── DOCUMENT TEXT ──
Lean Leadership: Listening & Humility

The holiday season is my favorite time of year for two reasons: the holidays themselves and business planning. Proper business planning requires significant reflection, an activity that Lean Leaders embrace and do regularly and less effective leaders often skip.

While I continually reflect during the year, it’s more intentional and formalized in the last quarter. I spend significant chunks of time reflecting on what’s working and what’s not, what I want to do more of and less of, how I want to grow the business in terms of people and products, which services I want to discontinue offering, etc.  The result of all this reflecting is a hoshin plan (a work plan) for the coming year that provides clear direction about the target conditions we aim to achieve and the work priorities for achieving them. (You can use hoshin planning to achieve personal goals as well; I wrote about this earlier this year.)

While much has been written about the technical aspects of hoshin planning (also called strategy deployment), there are two key success factors that haven’t captured as much air time: listening and humility. It’s difficult to create an effective plan that gets you from Point A to Point B if you fail to listen deeply or operate with a hubris-filled heart and mind.
───
── DATA EXTRACTS ──
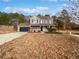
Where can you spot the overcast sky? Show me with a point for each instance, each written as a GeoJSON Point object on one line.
{"type": "Point", "coordinates": [33, 7]}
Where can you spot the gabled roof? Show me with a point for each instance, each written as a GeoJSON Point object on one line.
{"type": "Point", "coordinates": [44, 17]}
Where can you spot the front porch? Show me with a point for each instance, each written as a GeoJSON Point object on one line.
{"type": "Point", "coordinates": [39, 28]}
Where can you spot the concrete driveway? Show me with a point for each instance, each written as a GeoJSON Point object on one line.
{"type": "Point", "coordinates": [10, 36]}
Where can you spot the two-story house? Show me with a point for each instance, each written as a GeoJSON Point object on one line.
{"type": "Point", "coordinates": [38, 24]}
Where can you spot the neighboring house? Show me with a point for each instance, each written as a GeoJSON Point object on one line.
{"type": "Point", "coordinates": [37, 24]}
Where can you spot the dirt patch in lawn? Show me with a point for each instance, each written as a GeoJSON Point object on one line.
{"type": "Point", "coordinates": [41, 46]}
{"type": "Point", "coordinates": [6, 29]}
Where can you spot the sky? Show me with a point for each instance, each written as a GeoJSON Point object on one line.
{"type": "Point", "coordinates": [33, 7]}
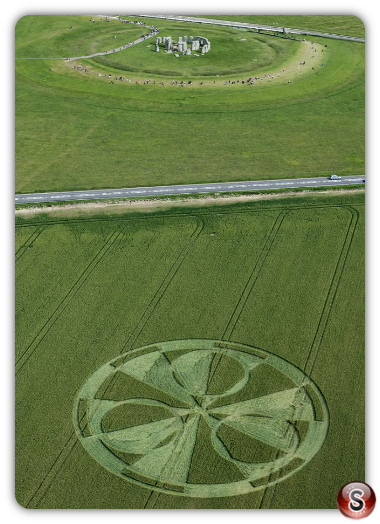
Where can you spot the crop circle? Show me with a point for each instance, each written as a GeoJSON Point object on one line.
{"type": "Point", "coordinates": [140, 416]}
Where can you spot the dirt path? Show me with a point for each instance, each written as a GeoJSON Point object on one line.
{"type": "Point", "coordinates": [152, 205]}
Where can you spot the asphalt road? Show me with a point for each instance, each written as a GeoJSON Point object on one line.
{"type": "Point", "coordinates": [254, 26]}
{"type": "Point", "coordinates": [191, 189]}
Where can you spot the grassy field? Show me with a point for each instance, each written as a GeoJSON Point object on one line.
{"type": "Point", "coordinates": [349, 25]}
{"type": "Point", "coordinates": [74, 130]}
{"type": "Point", "coordinates": [250, 412]}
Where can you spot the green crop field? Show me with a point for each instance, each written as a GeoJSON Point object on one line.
{"type": "Point", "coordinates": [77, 130]}
{"type": "Point", "coordinates": [191, 358]}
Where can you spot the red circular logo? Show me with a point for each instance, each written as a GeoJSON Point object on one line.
{"type": "Point", "coordinates": [357, 501]}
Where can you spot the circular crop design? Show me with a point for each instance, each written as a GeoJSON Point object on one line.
{"type": "Point", "coordinates": [201, 418]}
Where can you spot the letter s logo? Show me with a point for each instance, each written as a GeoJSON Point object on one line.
{"type": "Point", "coordinates": [357, 503]}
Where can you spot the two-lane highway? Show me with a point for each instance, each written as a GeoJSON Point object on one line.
{"type": "Point", "coordinates": [190, 189]}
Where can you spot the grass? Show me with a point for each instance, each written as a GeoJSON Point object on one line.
{"type": "Point", "coordinates": [76, 131]}
{"type": "Point", "coordinates": [349, 25]}
{"type": "Point", "coordinates": [286, 277]}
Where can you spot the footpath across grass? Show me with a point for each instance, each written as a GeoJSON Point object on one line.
{"type": "Point", "coordinates": [77, 131]}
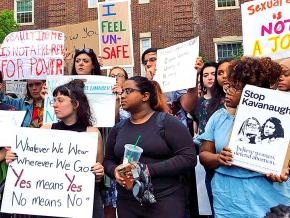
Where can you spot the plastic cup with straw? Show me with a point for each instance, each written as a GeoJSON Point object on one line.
{"type": "Point", "coordinates": [132, 152]}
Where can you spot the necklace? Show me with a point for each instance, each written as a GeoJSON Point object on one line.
{"type": "Point", "coordinates": [145, 118]}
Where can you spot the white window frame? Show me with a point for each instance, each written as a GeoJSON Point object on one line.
{"type": "Point", "coordinates": [144, 36]}
{"type": "Point", "coordinates": [143, 1]}
{"type": "Point", "coordinates": [226, 40]}
{"type": "Point", "coordinates": [217, 8]}
{"type": "Point", "coordinates": [15, 13]}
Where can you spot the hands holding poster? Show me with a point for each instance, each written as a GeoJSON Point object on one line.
{"type": "Point", "coordinates": [175, 66]}
{"type": "Point", "coordinates": [99, 93]}
{"type": "Point", "coordinates": [266, 28]}
{"type": "Point", "coordinates": [32, 54]}
{"type": "Point", "coordinates": [115, 34]}
{"type": "Point", "coordinates": [260, 137]}
{"type": "Point", "coordinates": [51, 175]}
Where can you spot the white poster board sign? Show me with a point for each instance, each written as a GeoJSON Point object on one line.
{"type": "Point", "coordinates": [51, 176]}
{"type": "Point", "coordinates": [16, 87]}
{"type": "Point", "coordinates": [175, 66]}
{"type": "Point", "coordinates": [99, 93]}
{"type": "Point", "coordinates": [266, 28]}
{"type": "Point", "coordinates": [260, 136]}
{"type": "Point", "coordinates": [11, 118]}
{"type": "Point", "coordinates": [32, 54]}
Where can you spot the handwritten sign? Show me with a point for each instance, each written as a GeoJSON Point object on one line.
{"type": "Point", "coordinates": [11, 118]}
{"type": "Point", "coordinates": [175, 66]}
{"type": "Point", "coordinates": [266, 28]}
{"type": "Point", "coordinates": [260, 136]}
{"type": "Point", "coordinates": [16, 87]}
{"type": "Point", "coordinates": [99, 93]}
{"type": "Point", "coordinates": [32, 54]}
{"type": "Point", "coordinates": [81, 35]}
{"type": "Point", "coordinates": [115, 34]}
{"type": "Point", "coordinates": [51, 175]}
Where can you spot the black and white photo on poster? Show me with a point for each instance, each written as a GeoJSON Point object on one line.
{"type": "Point", "coordinates": [261, 132]}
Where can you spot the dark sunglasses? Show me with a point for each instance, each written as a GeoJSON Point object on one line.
{"type": "Point", "coordinates": [153, 59]}
{"type": "Point", "coordinates": [86, 50]}
{"type": "Point", "coordinates": [128, 91]}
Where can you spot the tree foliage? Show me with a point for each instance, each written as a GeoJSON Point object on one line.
{"type": "Point", "coordinates": [7, 24]}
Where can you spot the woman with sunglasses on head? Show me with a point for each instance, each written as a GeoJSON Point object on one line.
{"type": "Point", "coordinates": [238, 192]}
{"type": "Point", "coordinates": [32, 104]}
{"type": "Point", "coordinates": [85, 62]}
{"type": "Point", "coordinates": [72, 108]}
{"type": "Point", "coordinates": [168, 153]}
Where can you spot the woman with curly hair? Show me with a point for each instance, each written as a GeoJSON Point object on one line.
{"type": "Point", "coordinates": [239, 192]}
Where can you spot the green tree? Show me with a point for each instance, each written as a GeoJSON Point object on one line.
{"type": "Point", "coordinates": [7, 24]}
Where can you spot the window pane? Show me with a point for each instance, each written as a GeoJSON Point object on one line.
{"type": "Point", "coordinates": [228, 50]}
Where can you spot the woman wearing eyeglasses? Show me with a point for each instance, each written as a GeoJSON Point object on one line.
{"type": "Point", "coordinates": [72, 109]}
{"type": "Point", "coordinates": [85, 62]}
{"type": "Point", "coordinates": [165, 158]}
{"type": "Point", "coordinates": [238, 192]}
{"type": "Point", "coordinates": [32, 104]}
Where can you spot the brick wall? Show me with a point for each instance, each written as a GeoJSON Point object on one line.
{"type": "Point", "coordinates": [170, 22]}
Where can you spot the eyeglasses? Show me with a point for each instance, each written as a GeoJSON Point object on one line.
{"type": "Point", "coordinates": [86, 50]}
{"type": "Point", "coordinates": [129, 91]}
{"type": "Point", "coordinates": [57, 101]}
{"type": "Point", "coordinates": [119, 75]}
{"type": "Point", "coordinates": [30, 85]}
{"type": "Point", "coordinates": [153, 59]}
{"type": "Point", "coordinates": [231, 90]}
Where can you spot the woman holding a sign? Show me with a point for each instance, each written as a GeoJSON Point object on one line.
{"type": "Point", "coordinates": [157, 190]}
{"type": "Point", "coordinates": [32, 104]}
{"type": "Point", "coordinates": [239, 192]}
{"type": "Point", "coordinates": [72, 108]}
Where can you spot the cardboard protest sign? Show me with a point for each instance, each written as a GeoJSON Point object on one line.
{"type": "Point", "coordinates": [11, 118]}
{"type": "Point", "coordinates": [51, 176]}
{"type": "Point", "coordinates": [260, 136]}
{"type": "Point", "coordinates": [99, 93]}
{"type": "Point", "coordinates": [32, 54]}
{"type": "Point", "coordinates": [115, 34]}
{"type": "Point", "coordinates": [266, 28]}
{"type": "Point", "coordinates": [81, 35]}
{"type": "Point", "coordinates": [175, 66]}
{"type": "Point", "coordinates": [16, 87]}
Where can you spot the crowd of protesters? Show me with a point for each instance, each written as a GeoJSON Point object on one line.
{"type": "Point", "coordinates": [175, 127]}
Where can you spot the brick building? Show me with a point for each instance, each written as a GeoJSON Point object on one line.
{"type": "Point", "coordinates": [156, 23]}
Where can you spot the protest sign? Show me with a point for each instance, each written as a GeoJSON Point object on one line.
{"type": "Point", "coordinates": [11, 118]}
{"type": "Point", "coordinates": [266, 28]}
{"type": "Point", "coordinates": [32, 54]}
{"type": "Point", "coordinates": [99, 93]}
{"type": "Point", "coordinates": [175, 66]}
{"type": "Point", "coordinates": [51, 176]}
{"type": "Point", "coordinates": [16, 87]}
{"type": "Point", "coordinates": [260, 136]}
{"type": "Point", "coordinates": [115, 34]}
{"type": "Point", "coordinates": [81, 35]}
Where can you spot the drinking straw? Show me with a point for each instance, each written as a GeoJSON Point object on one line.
{"type": "Point", "coordinates": [137, 141]}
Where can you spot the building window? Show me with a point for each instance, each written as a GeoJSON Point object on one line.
{"type": "Point", "coordinates": [228, 50]}
{"type": "Point", "coordinates": [145, 43]}
{"type": "Point", "coordinates": [24, 11]}
{"type": "Point", "coordinates": [226, 4]}
{"type": "Point", "coordinates": [143, 1]}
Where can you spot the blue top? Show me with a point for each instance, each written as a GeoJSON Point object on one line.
{"type": "Point", "coordinates": [218, 130]}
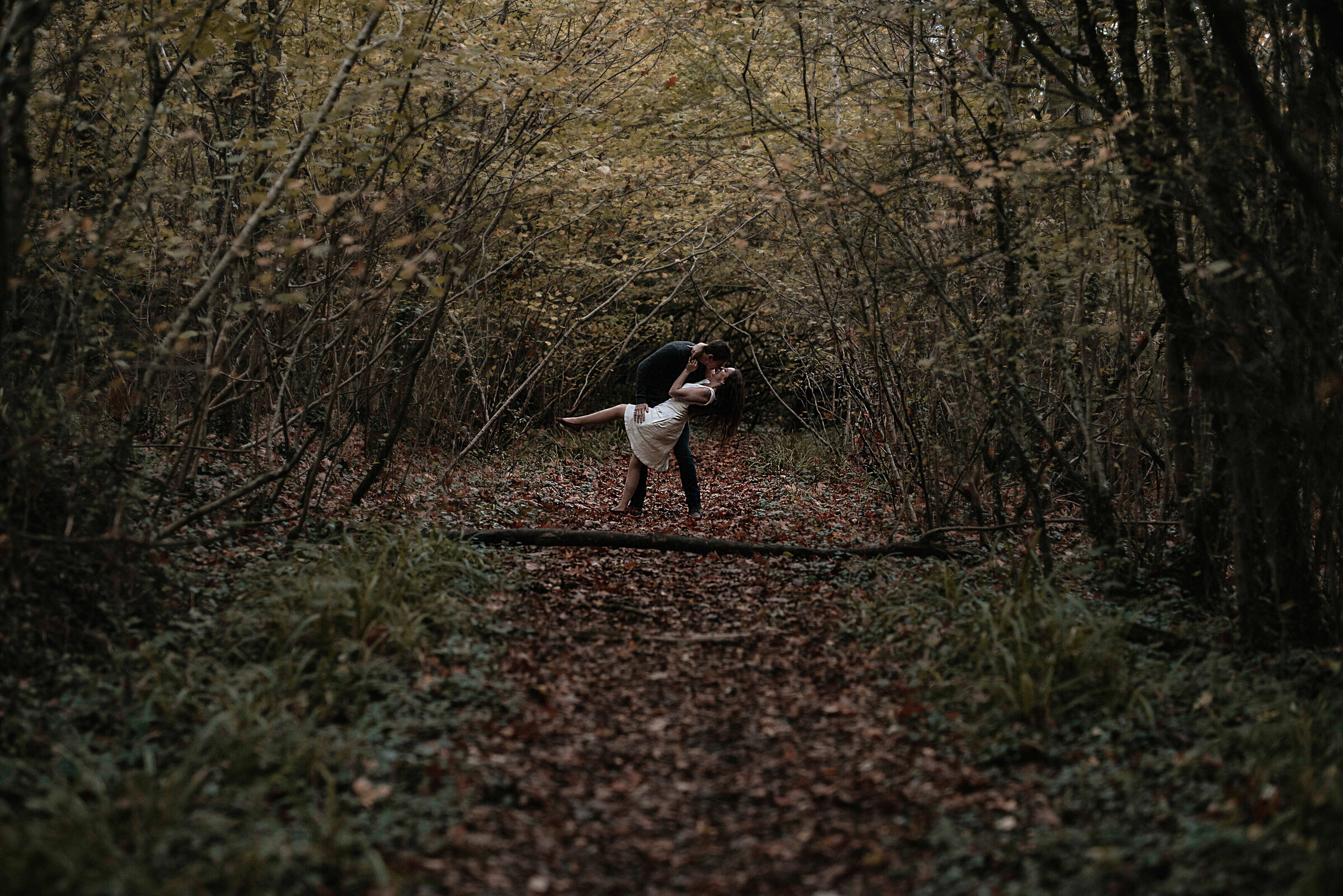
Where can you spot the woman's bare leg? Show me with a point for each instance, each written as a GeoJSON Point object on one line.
{"type": "Point", "coordinates": [606, 415]}
{"type": "Point", "coordinates": [632, 482]}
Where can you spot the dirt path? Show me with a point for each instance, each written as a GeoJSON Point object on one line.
{"type": "Point", "coordinates": [695, 725]}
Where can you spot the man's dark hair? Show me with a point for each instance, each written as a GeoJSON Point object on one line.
{"type": "Point", "coordinates": [719, 351]}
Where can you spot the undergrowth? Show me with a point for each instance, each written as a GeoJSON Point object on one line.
{"type": "Point", "coordinates": [1181, 772]}
{"type": "Point", "coordinates": [796, 454]}
{"type": "Point", "coordinates": [279, 742]}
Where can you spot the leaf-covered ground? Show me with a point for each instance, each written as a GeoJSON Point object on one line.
{"type": "Point", "coordinates": [692, 723]}
{"type": "Point", "coordinates": [386, 710]}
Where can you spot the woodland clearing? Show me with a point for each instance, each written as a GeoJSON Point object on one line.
{"type": "Point", "coordinates": [602, 721]}
{"type": "Point", "coordinates": [1024, 574]}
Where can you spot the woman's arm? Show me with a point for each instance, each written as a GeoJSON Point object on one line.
{"type": "Point", "coordinates": [695, 395]}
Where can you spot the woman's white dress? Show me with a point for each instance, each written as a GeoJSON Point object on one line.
{"type": "Point", "coordinates": [653, 440]}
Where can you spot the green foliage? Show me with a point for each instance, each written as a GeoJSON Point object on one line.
{"type": "Point", "coordinates": [272, 743]}
{"type": "Point", "coordinates": [1193, 773]}
{"type": "Point", "coordinates": [797, 454]}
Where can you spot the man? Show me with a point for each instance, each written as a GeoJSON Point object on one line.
{"type": "Point", "coordinates": [652, 383]}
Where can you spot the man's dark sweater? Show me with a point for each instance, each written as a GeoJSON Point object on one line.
{"type": "Point", "coordinates": [656, 373]}
{"type": "Point", "coordinates": [652, 384]}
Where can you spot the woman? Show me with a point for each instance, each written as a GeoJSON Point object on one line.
{"type": "Point", "coordinates": [722, 396]}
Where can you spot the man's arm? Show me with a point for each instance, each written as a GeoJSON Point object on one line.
{"type": "Point", "coordinates": [664, 364]}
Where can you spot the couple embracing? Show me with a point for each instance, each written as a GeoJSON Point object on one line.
{"type": "Point", "coordinates": [679, 381]}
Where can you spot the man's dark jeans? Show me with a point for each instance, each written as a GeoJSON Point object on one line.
{"type": "Point", "coordinates": [689, 482]}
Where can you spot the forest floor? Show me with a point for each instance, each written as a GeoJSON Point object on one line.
{"type": "Point", "coordinates": [692, 725]}
{"type": "Point", "coordinates": [383, 710]}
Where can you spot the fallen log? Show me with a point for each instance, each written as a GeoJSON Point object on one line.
{"type": "Point", "coordinates": [687, 544]}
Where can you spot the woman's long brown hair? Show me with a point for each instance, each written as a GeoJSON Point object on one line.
{"type": "Point", "coordinates": [729, 407]}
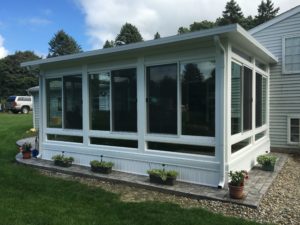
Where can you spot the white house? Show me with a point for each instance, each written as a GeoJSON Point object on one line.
{"type": "Point", "coordinates": [197, 102]}
{"type": "Point", "coordinates": [281, 36]}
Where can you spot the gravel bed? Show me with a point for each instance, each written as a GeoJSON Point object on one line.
{"type": "Point", "coordinates": [280, 205]}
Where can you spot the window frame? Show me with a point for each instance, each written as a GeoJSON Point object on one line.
{"type": "Point", "coordinates": [284, 71]}
{"type": "Point", "coordinates": [62, 101]}
{"type": "Point", "coordinates": [289, 117]}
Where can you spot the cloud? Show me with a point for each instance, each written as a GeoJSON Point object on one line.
{"type": "Point", "coordinates": [105, 18]}
{"type": "Point", "coordinates": [3, 50]}
{"type": "Point", "coordinates": [35, 21]}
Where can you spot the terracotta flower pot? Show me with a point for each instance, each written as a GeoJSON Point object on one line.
{"type": "Point", "coordinates": [26, 155]}
{"type": "Point", "coordinates": [236, 192]}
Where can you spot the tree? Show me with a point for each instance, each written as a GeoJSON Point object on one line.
{"type": "Point", "coordinates": [109, 44]}
{"type": "Point", "coordinates": [266, 12]}
{"type": "Point", "coordinates": [231, 14]}
{"type": "Point", "coordinates": [183, 30]}
{"type": "Point", "coordinates": [15, 80]}
{"type": "Point", "coordinates": [128, 34]}
{"type": "Point", "coordinates": [63, 44]}
{"type": "Point", "coordinates": [156, 35]}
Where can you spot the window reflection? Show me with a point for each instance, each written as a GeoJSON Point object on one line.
{"type": "Point", "coordinates": [198, 98]}
{"type": "Point", "coordinates": [99, 85]}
───
TASK
Reproduce word for word the part of the lean leadership text that starts at "While I continually" and stops after "earlier this year.)".

SOLUTION FOR THIS TASK
While I continually reflect during the year, it’s more intentional and formalized in the last quarter. I spend significant chunks of time reflecting on what’s working and what’s not, what I want to do more of and less of, how I want to grow the business in terms of people and products, which services I want to discontinue offering, etc.  The result of all this reflecting is a hoshin plan (a work plan) for the coming year that provides clear direction about the target conditions we aim to achieve and the work priorities for achieving them. (You can use hoshin planning to achieve personal goals as well; I wrote about this earlier this year.)